Task
Copy the material from the line with "Where in the photo above can the litter picker handle" through the end, substituting "trash grabber" for every "litter picker" and changing nothing else. Leave the pictures out of your copy.

Data excerpts
########################################

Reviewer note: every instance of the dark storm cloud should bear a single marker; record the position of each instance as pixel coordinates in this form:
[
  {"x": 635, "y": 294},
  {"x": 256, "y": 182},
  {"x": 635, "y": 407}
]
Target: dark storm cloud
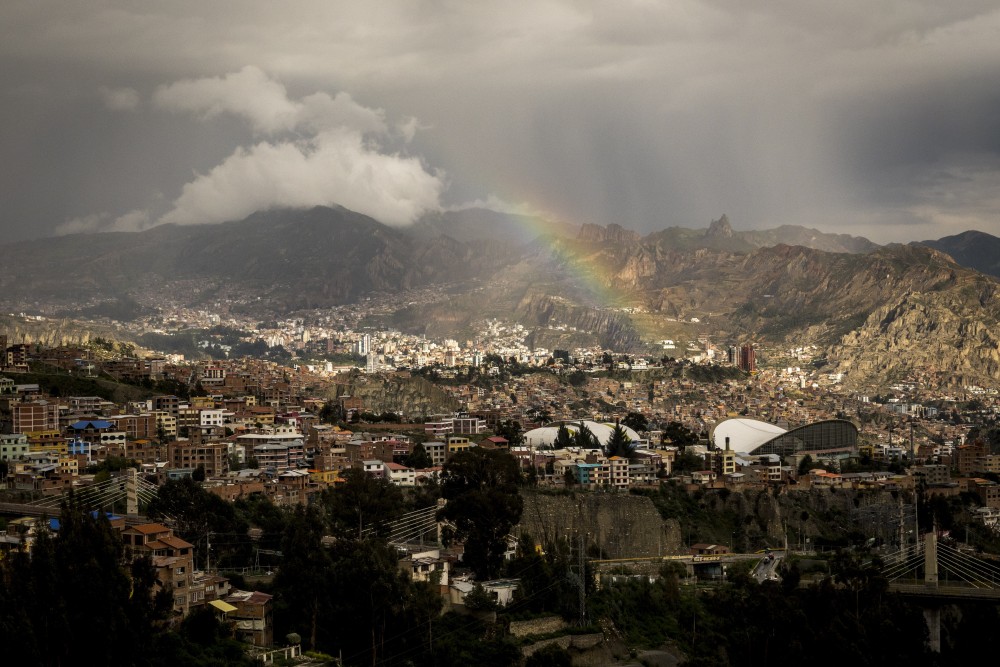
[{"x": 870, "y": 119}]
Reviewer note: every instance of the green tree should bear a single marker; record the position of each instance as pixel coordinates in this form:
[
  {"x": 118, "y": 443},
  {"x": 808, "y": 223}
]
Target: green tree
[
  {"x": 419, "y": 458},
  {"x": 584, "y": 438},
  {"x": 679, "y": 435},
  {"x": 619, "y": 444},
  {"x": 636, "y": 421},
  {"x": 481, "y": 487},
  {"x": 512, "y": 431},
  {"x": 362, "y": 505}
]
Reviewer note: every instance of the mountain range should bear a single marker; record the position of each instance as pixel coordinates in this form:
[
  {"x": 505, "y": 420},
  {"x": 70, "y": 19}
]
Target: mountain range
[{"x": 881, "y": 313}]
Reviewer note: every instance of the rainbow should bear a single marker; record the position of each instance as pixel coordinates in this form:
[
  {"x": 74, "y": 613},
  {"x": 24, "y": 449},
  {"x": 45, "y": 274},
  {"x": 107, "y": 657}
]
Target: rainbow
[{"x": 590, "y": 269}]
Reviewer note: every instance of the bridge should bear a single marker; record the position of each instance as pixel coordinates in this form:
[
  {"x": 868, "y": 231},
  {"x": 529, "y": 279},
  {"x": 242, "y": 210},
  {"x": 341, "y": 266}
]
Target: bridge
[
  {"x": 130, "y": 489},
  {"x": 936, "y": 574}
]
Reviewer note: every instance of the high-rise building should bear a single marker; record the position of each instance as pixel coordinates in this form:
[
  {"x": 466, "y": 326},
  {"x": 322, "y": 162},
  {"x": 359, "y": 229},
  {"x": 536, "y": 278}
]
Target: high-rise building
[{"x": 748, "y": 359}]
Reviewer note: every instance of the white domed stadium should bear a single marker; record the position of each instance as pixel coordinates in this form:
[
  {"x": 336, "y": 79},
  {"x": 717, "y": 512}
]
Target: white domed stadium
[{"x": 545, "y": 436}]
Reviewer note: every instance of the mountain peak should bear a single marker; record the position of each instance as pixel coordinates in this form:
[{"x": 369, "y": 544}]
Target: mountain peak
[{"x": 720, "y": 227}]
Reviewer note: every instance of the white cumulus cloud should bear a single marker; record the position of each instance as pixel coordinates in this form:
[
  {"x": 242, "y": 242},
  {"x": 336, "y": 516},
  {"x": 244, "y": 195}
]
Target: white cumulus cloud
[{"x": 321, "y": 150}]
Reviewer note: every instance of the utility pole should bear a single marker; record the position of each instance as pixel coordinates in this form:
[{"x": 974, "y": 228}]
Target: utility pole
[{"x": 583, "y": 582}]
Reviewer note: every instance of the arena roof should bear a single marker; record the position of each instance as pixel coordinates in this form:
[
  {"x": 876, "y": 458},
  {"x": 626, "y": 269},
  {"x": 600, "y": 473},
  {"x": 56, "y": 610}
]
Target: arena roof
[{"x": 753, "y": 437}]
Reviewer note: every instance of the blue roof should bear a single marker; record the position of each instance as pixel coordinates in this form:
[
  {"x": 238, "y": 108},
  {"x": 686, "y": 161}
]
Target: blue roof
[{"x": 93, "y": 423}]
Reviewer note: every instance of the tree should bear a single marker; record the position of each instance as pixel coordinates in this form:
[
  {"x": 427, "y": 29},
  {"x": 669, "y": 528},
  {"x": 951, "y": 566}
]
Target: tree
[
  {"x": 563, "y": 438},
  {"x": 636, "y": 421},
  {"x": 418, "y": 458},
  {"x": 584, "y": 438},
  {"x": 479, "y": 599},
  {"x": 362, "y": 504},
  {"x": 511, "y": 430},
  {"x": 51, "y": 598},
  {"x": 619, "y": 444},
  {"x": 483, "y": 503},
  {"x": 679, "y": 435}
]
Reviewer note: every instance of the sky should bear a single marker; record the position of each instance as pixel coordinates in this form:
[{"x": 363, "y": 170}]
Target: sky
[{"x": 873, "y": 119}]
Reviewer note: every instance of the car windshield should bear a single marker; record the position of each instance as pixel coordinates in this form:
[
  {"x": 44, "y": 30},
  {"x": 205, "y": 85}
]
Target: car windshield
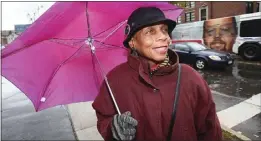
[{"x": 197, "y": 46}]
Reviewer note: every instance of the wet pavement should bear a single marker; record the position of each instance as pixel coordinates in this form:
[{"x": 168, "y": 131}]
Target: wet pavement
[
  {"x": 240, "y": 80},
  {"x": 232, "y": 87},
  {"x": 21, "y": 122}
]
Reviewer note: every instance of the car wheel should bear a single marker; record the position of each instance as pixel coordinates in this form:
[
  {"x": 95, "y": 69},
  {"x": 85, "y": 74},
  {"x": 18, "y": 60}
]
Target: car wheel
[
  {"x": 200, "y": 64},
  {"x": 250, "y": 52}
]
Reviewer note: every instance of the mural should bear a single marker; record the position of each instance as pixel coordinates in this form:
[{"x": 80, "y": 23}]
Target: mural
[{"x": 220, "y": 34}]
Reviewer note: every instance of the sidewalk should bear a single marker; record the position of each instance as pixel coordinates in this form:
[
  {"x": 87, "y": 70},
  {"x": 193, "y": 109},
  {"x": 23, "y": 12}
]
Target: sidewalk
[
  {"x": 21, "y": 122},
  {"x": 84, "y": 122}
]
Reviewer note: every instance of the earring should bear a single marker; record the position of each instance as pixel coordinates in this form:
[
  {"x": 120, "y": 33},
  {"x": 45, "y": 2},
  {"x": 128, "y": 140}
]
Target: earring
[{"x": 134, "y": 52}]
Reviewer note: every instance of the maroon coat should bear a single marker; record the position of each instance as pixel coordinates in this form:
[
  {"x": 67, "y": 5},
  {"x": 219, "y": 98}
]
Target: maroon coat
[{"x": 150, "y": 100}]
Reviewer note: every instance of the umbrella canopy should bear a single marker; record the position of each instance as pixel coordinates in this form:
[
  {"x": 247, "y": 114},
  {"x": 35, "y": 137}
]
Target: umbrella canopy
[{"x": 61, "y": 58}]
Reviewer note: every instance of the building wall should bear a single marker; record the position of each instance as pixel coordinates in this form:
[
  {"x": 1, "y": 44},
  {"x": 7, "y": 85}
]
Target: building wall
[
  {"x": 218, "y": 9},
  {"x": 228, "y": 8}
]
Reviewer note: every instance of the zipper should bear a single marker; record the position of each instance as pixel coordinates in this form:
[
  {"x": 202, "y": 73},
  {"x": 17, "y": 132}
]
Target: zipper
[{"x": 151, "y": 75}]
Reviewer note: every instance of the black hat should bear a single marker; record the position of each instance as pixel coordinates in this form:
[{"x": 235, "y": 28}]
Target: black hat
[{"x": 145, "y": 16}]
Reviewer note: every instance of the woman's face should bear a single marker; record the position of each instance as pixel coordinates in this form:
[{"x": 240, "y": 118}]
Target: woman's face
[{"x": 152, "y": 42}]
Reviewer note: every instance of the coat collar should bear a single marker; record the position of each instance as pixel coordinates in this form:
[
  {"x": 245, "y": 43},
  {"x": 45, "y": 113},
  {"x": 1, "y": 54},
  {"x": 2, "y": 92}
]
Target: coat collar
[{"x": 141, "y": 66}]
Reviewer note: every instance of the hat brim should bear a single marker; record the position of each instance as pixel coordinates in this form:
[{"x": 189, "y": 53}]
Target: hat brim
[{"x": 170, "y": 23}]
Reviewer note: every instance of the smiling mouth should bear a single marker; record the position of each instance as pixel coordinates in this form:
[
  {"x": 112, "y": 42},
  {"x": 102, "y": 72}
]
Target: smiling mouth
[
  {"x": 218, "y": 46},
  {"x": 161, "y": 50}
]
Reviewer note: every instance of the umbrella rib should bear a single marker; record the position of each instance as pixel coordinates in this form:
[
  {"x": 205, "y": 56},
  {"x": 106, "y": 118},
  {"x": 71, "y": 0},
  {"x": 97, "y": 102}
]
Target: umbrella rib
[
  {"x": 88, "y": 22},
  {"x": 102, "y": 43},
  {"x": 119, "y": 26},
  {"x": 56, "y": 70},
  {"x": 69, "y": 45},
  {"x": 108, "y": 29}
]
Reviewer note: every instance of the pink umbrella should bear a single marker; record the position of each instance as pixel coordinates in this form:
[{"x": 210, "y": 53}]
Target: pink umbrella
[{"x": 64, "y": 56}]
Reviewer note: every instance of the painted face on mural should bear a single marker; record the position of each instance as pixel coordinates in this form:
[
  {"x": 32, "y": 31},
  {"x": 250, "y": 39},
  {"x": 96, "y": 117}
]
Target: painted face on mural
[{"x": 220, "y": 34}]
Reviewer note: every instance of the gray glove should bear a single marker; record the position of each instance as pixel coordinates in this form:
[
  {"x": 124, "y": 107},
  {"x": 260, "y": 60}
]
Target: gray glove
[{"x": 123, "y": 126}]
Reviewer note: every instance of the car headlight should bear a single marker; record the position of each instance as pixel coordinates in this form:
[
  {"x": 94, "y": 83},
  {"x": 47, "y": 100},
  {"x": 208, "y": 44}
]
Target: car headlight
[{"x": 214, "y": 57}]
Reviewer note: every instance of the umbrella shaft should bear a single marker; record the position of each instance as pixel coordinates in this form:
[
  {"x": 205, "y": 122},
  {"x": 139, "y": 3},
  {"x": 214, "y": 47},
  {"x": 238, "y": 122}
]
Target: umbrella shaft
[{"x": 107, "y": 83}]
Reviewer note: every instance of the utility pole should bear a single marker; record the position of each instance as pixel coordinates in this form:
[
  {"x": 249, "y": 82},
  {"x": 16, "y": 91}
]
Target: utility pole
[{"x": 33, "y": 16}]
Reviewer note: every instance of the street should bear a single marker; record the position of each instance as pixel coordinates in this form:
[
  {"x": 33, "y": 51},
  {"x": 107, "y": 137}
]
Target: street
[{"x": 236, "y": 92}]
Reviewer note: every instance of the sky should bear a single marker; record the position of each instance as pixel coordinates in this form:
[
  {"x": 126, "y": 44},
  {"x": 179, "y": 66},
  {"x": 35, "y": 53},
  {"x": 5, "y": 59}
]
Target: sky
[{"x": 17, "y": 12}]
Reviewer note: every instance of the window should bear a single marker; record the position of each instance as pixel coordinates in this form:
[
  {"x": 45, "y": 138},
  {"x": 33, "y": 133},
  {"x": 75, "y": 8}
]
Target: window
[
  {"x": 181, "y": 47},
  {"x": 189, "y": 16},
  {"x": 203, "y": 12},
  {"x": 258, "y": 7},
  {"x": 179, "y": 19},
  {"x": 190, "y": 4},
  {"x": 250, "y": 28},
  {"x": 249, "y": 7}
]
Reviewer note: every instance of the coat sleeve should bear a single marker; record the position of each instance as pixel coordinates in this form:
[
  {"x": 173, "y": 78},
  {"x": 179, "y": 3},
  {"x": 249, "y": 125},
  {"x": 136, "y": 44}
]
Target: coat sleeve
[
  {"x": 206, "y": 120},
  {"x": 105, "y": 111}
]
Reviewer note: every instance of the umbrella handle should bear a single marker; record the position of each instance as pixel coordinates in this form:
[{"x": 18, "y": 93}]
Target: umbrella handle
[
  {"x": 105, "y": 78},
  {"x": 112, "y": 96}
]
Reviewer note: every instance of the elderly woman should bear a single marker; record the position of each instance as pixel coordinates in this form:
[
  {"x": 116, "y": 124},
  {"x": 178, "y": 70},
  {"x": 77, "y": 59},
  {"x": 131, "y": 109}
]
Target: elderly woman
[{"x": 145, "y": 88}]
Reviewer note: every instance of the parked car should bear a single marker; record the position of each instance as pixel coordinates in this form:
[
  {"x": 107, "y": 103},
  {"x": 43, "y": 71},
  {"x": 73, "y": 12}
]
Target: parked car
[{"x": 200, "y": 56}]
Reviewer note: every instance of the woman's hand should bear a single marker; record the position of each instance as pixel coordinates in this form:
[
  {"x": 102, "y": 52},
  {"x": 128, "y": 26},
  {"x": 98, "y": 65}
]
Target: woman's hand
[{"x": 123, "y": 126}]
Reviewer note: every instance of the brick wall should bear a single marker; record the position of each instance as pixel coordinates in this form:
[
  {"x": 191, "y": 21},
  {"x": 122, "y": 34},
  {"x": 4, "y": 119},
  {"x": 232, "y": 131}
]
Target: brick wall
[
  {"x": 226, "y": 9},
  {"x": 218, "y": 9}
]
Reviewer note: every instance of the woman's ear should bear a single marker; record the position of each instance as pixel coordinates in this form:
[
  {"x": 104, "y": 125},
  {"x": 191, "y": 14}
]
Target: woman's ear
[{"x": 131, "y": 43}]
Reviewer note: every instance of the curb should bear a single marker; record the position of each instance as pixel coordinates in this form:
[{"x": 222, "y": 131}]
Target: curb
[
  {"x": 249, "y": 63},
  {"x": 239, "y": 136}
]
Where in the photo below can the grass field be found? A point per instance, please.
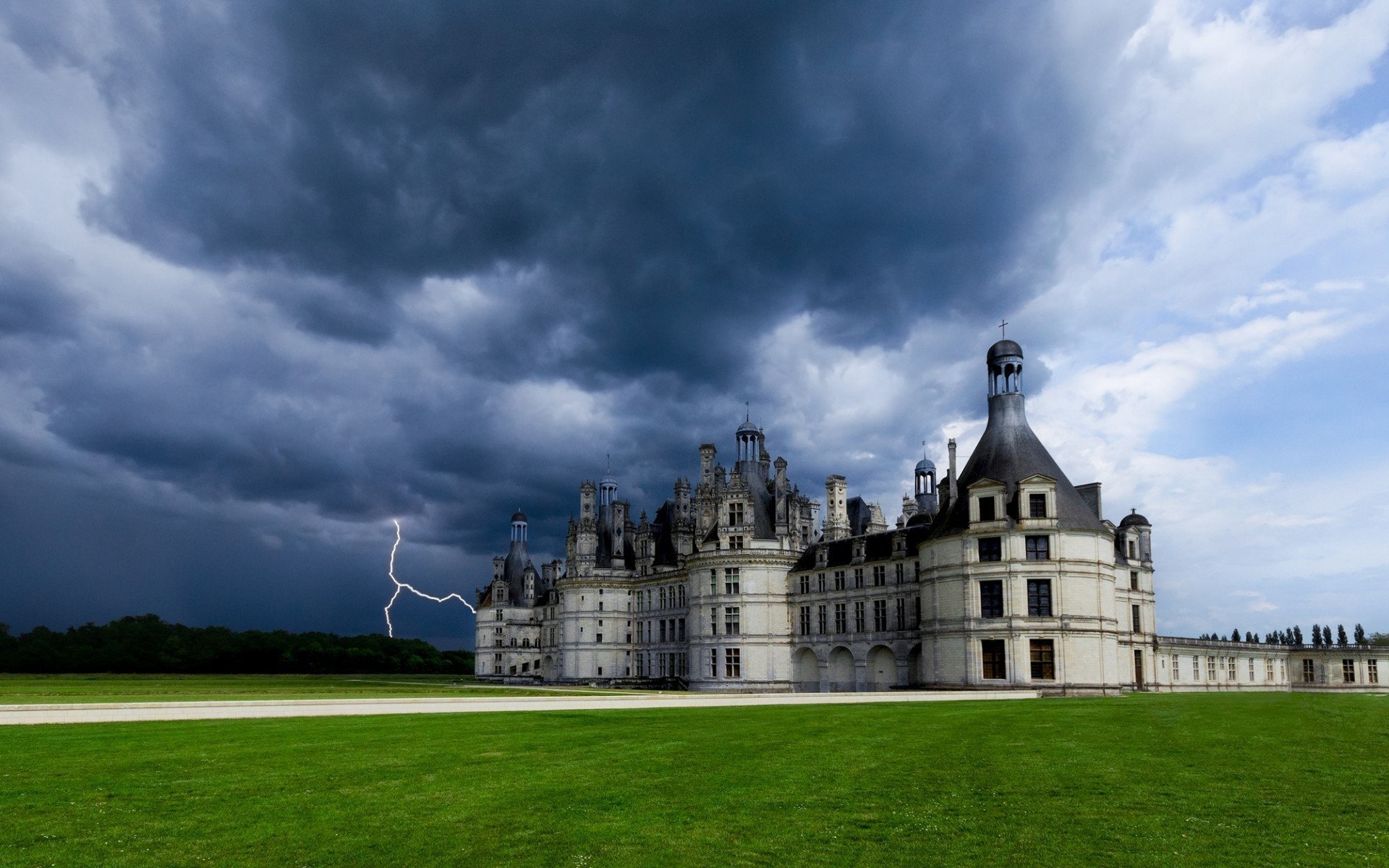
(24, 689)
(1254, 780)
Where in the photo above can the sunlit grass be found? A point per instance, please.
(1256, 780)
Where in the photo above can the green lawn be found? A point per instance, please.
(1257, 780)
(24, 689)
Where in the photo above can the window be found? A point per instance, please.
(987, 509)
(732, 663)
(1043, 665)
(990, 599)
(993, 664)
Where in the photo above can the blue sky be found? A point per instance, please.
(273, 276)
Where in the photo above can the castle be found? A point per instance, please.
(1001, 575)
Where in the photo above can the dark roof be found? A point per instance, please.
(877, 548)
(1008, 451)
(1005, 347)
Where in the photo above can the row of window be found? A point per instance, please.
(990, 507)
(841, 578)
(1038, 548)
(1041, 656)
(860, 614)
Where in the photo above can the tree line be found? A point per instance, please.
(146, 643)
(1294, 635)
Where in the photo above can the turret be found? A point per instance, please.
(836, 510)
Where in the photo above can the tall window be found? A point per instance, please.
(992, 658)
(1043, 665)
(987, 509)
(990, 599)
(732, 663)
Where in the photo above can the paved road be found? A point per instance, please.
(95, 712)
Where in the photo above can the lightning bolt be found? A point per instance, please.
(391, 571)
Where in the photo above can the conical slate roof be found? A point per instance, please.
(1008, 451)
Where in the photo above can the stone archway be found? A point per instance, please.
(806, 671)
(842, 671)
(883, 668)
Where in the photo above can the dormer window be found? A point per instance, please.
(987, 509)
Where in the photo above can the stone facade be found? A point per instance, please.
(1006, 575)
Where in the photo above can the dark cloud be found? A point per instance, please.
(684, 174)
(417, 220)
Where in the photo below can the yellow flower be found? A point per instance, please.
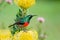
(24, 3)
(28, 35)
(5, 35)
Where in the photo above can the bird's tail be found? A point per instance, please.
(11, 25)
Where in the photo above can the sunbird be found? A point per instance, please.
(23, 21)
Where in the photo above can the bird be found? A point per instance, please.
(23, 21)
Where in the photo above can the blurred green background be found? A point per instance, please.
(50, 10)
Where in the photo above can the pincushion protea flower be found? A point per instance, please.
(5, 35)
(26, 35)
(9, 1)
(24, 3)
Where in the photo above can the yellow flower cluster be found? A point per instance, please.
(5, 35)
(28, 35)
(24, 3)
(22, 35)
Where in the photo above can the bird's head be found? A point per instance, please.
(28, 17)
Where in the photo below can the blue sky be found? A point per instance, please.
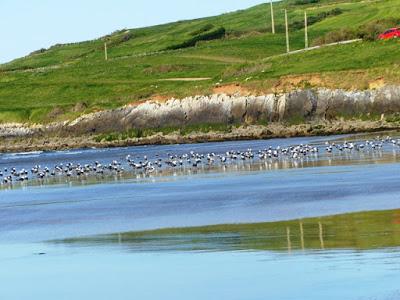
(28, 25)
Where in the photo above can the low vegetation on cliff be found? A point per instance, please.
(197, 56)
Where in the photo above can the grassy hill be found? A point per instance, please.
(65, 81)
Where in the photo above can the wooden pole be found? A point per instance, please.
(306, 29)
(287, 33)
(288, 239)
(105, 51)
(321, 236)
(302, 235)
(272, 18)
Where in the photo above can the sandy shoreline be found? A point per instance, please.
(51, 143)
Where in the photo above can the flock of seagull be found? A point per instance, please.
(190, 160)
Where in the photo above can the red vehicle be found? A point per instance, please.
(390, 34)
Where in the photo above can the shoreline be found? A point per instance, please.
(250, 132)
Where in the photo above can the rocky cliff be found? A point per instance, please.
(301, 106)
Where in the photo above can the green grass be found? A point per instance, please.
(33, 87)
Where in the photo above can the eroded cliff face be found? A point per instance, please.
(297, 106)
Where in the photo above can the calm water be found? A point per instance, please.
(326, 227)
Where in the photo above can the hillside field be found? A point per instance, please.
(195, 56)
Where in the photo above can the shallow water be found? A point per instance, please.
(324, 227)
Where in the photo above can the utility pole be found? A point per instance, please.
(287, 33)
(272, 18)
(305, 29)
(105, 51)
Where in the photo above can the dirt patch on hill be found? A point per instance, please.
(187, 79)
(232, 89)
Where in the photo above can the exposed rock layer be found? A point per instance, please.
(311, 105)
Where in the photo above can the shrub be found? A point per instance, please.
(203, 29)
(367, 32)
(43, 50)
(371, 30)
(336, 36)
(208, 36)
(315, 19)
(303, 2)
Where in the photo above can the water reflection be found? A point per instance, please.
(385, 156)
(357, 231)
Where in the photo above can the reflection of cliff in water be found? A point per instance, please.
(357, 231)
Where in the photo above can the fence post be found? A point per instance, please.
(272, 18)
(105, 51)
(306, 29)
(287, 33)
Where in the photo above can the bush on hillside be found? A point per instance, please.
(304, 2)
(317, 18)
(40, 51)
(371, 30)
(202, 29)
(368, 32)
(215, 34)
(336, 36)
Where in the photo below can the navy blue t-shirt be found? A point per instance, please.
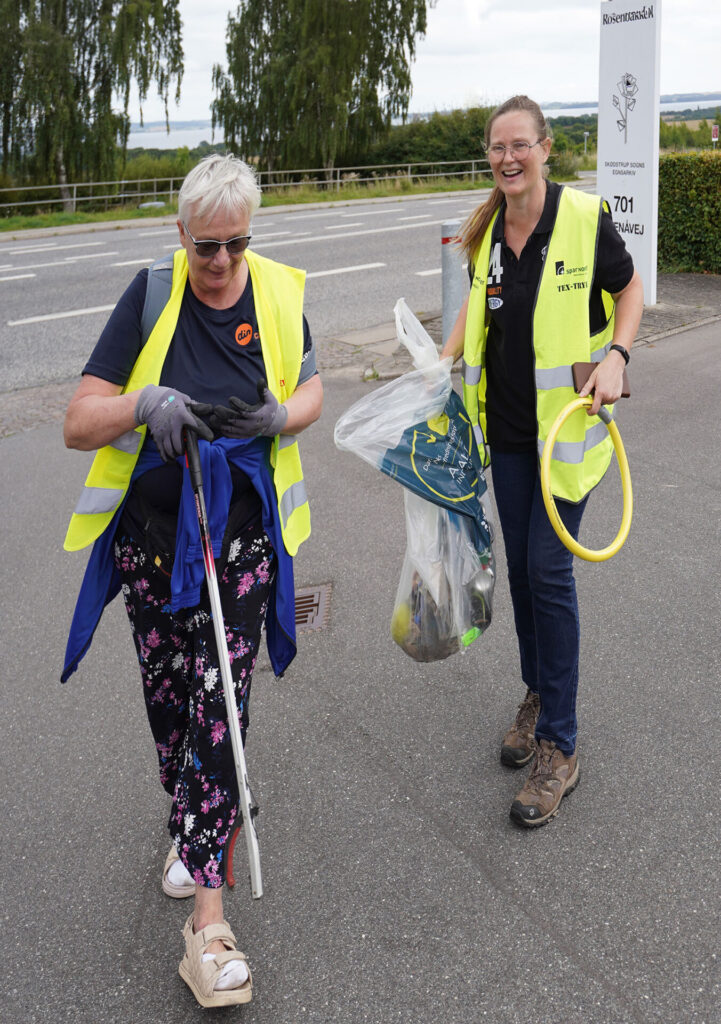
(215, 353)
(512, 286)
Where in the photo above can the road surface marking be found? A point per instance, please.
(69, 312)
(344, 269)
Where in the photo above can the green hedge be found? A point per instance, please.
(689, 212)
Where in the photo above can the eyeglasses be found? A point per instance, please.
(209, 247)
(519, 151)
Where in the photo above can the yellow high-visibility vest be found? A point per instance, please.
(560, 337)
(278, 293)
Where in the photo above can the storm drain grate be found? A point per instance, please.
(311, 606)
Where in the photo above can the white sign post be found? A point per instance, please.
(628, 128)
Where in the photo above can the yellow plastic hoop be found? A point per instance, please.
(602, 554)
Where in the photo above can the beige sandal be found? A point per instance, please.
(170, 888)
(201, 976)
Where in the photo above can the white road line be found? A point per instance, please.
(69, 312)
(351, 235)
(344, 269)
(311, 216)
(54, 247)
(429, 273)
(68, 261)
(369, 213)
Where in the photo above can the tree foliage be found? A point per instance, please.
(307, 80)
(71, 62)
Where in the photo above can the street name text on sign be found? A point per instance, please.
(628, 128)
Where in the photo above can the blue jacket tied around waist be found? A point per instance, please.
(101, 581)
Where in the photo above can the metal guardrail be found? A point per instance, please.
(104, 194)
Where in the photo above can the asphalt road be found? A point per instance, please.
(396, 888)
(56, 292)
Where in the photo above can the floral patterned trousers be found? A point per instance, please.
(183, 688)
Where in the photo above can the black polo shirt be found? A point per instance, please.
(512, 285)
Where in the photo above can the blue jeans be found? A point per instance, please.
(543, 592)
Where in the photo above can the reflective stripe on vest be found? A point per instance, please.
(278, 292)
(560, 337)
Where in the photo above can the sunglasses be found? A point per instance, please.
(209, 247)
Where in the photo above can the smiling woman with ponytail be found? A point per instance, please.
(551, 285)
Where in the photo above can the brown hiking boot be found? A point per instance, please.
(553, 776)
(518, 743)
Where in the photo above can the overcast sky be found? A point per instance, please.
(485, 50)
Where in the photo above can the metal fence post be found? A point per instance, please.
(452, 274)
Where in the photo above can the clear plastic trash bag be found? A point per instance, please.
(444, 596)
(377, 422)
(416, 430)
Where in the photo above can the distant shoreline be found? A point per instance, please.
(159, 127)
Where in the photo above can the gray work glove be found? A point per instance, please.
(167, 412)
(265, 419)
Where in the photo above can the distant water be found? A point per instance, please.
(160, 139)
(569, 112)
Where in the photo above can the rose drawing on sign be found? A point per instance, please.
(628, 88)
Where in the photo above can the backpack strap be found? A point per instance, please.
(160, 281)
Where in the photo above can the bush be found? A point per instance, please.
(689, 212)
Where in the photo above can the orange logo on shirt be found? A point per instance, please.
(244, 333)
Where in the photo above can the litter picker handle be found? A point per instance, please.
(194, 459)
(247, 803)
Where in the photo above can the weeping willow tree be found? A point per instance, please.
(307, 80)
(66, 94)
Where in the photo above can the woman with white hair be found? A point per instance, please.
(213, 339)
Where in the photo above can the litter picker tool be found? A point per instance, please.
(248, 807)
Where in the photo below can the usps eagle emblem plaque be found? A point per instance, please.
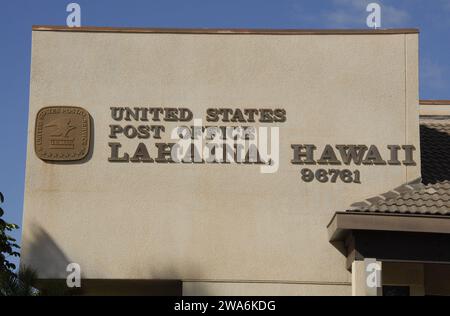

########################################

Finished answer
Where in the photo above can the trash grabber handle be found? A point per instance, please.
(194, 459)
(247, 803)
Where in the photo above can the weeping willow tree be found? A point per instance, please.
(307, 80)
(66, 94)
Where in the photo above can the woman with white hair be found? A point per instance, please.
(213, 339)
Where in the photo above can the trash grabber tool be found? A point per instance, please.
(248, 807)
Where in the photo below can the usps eagle emblem plaque be found? A point per instance, please.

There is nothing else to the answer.